* _TEXT TO READ_:
## START

The following disclosure relates to a xenon lamp using a ceramic arc tube.

2. Background Art

Recently, induction fluorescent lamps include QL lamps of PHILIPS, ENDURA of OSRAM or the like, but such induction fluorescent lamps may cause environmental problems since they use mercury (Hg) like an existing fluorescent lamp.

Therefore, light source systems not using mercury are being actively researched.

Among them, xenon is environment-friendly, different from mercury, and has broad optical characteristics from ultraviolet rays to visible rays, without influencing the light emission characteristic due to a surrounding temperature.

Generally, a xenon lamp recently developed may provide available light containing ultraviolet rays and visible rays, generated by a discharge tube which is a plasma generating unit in a bulb, by using a xenon gas.

An induction lamp generally includes a bulb coated with a fluorescent substance at its inner side, and a discharge unit, namely a plasma generating unit having a core and a coil wound around the core at the center of the bulb.

Since the xenon lamp uses a xenon (Xe) gas, the xenon lamp is environment-friendly, does not influence a light emission characteristic due to a surrounding temperature, and has a broad optical characteristic from ultraviolet rays to visible rays (for reference, xenon emits artificial ultraviolet rays of 147, 150, 173 nm in a UV region and emits visible rays of 469, 540, 606, 652 nm).

Therefore, xenon is advantageous in an environment-friendly property due to extremely small mercury or less mercury, high color rendition, a long life cycle, a temperature characteristic, a lighting characteristic or the like.

However, even though such an induction lamp has an extended life cycle due to the absence of an electrode, the induction lamp has disadvantages in that the life cycle of the fluorescent substance is short, that it is impossible to obtain an optimal light emitting efficiency due to the ultraviolet rays passing through the fluorescent substance, and that an energy efficiency is low.

In other words, even though fluorescent material is an essential element in stimulating the fluorescent substance to change ultraviolet rays into visible rays, the fluorescent material limits the emission of visible rays, thereby not giving optimal brightness. This problem must be solved.

SUMMARY

The present disclosure is designed to solve the above problems, and the present disclosure is directed to configuring an arc tube with a ceramic body made of ceramic, instead of a glass tube of a xenon lamp made of a circular glass tube, wherein the ceramic body has a shape:

so as to greatly extend a life cycle in comparison to the glass tube xenon lamp.

The present disclosure is also directed to connecting a ceramic capsule and a ribbon with a tungsten wire to keep high temperature.

The present disclosure is also directed to connecting a molybdenum wire of a zigzag shape formed in the ribbon to the tungsten wire so that the heat in the ribbon may be emitted more easily.

## END

Stored items from the collection:
## START

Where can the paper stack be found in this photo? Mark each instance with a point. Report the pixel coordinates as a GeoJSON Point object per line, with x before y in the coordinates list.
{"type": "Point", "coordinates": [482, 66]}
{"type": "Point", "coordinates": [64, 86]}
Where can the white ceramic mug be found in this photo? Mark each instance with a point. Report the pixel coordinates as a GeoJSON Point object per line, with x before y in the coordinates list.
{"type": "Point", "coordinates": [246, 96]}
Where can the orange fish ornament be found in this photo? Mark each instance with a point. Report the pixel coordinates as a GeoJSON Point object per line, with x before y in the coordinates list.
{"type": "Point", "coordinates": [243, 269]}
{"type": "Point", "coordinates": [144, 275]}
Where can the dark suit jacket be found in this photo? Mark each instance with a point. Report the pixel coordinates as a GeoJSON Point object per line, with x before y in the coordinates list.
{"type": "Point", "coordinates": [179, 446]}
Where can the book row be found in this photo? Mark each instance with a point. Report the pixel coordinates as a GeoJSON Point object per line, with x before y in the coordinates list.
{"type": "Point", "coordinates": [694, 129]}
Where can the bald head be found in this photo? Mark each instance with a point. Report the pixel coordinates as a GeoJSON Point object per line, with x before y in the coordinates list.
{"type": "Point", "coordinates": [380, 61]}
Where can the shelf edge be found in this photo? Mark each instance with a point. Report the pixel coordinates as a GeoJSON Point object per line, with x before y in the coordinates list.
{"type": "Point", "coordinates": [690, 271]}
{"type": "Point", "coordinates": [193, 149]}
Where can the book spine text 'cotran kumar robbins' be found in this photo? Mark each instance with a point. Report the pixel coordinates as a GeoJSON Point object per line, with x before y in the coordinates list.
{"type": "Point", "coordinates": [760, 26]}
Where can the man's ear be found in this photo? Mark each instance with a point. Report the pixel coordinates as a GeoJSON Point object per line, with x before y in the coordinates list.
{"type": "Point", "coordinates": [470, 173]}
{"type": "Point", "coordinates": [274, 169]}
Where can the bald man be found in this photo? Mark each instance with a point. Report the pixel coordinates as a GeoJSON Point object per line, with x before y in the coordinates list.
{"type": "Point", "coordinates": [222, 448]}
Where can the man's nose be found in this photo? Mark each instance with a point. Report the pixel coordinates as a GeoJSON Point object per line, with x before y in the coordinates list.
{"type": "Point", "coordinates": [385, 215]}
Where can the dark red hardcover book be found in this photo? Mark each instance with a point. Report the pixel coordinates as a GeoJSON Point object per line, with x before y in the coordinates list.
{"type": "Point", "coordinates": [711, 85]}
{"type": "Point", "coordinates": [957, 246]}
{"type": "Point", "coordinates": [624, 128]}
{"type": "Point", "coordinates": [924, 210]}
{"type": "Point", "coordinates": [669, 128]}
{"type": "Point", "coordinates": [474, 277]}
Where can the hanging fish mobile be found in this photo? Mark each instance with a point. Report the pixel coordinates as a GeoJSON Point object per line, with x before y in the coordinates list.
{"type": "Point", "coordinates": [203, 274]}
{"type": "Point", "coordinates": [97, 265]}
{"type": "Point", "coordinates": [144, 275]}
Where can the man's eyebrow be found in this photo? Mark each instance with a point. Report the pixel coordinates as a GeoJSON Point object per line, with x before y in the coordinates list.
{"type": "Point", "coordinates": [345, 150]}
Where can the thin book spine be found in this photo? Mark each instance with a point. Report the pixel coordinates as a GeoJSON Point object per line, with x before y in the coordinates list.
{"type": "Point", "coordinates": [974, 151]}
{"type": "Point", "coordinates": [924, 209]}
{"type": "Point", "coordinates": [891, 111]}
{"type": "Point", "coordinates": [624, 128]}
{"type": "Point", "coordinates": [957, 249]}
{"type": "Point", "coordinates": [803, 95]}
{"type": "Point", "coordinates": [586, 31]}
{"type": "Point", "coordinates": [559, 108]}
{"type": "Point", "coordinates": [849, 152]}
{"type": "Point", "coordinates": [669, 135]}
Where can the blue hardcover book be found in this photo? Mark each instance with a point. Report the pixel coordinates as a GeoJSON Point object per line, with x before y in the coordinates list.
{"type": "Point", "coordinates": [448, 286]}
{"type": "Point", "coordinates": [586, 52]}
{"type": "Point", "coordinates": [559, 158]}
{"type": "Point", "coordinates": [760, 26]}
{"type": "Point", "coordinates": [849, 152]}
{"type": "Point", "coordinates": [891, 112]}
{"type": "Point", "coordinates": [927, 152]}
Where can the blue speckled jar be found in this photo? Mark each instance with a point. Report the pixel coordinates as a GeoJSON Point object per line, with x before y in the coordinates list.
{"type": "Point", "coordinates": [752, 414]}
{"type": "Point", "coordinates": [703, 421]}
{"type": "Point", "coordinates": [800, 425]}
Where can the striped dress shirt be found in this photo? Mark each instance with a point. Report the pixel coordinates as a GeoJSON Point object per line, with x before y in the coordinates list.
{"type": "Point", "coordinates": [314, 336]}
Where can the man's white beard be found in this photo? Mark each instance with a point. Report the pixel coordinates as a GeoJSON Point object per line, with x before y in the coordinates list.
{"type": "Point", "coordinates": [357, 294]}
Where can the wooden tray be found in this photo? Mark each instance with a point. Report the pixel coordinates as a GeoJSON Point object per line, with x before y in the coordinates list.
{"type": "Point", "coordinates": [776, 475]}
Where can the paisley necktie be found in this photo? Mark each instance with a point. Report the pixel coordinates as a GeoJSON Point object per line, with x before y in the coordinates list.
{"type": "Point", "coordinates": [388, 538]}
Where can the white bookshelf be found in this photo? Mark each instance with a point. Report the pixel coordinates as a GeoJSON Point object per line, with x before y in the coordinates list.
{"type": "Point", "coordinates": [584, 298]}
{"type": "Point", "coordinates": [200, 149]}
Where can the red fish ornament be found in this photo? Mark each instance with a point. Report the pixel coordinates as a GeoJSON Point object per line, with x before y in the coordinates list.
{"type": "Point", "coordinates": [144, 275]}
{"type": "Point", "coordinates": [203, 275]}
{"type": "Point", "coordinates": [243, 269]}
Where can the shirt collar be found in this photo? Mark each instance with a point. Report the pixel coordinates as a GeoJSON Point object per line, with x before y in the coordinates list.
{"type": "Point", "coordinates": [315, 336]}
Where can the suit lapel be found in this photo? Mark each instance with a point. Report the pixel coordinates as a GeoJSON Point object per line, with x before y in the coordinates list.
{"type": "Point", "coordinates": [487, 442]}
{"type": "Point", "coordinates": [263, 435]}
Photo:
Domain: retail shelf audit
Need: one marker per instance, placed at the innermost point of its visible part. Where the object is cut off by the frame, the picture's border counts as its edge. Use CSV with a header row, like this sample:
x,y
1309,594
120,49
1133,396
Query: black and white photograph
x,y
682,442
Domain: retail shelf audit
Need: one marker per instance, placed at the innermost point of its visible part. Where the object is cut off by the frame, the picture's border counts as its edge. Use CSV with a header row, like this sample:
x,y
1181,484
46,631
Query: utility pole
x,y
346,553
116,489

## END

* _INSTRUCTIONS_:
(1) Translate this sentence from the xenon lamp text into Spanish: "Therefore, light source systems not using mercury are being actively researched."
(2) Resume the xenon lamp text, picking up right after its final sentence about the zigzag molybdenum wire.

* _EXERCISE RESULTS_:
(1) Por lo tanto, se están investigando activamente sistemas de fuente de luz que no utilizan mercurio.

(2)
The present disclosure is also directed to configuring an outer jacket which surrounds the ceramic body to ensure safety at explosion.

The present disclosure is also directed to configuring a UV-shielding glass at the outside of the outer jacket to shield UV emission.

In one general aspect, a xenon lamp using a ceramic arc tube, which has been traditionally formed with a circular glass discharge tube, includes a ceramic body instead of the glass discharge tube, and the ceramic body includes a ceramic capsule made of ceramic and filled with a gas therein; and ceramic pipes made of ceramic, configured to extend at both sides of the ceramic capsule and filled with a gas therein.

By providing the xenon lamp using a ceramic arc tube according to the present disclosure as described above, an arc tube with a ceramic body made of ceramic is configured instead of a glass tube of a xenon lamp made of a circular glass tube, and the ceramic body has a shape

so as to provide a greatly extended life (at least 10 times) in comparison to the glass tube xenon lamp.

In addition, by connecting the ceramic capsule and the ribbon with the tungsten wire, high temperature may be kept.

In addition, by connecting the molybdenum wire of a zigzag shape formed in the ribbon to the tungsten wire, the heat in the ribbon may be more easily emitted.

In addition, by forming the outer jacket to surround the ceramic body, the safety may be ensured at explosion.

In addition, by configuring the UV-shielding glass at the outside of the outer jacket, it is possible to give an effect of shielding UV emission.

BRIEF DESCRIPTION OF THE DRAWINGS

FIG. 1 is a schematic view showing a xenon lamp using a ceramic arc tube according to an embodiment of the present disclosure.

DETAILED DESCRIPTION OF EMBODIMENTS

Hereinafter, a xenon lamp using a ceramic arc tube according to an embodiment of the present disclosure will be described in detail with reference to the accompanying drawing.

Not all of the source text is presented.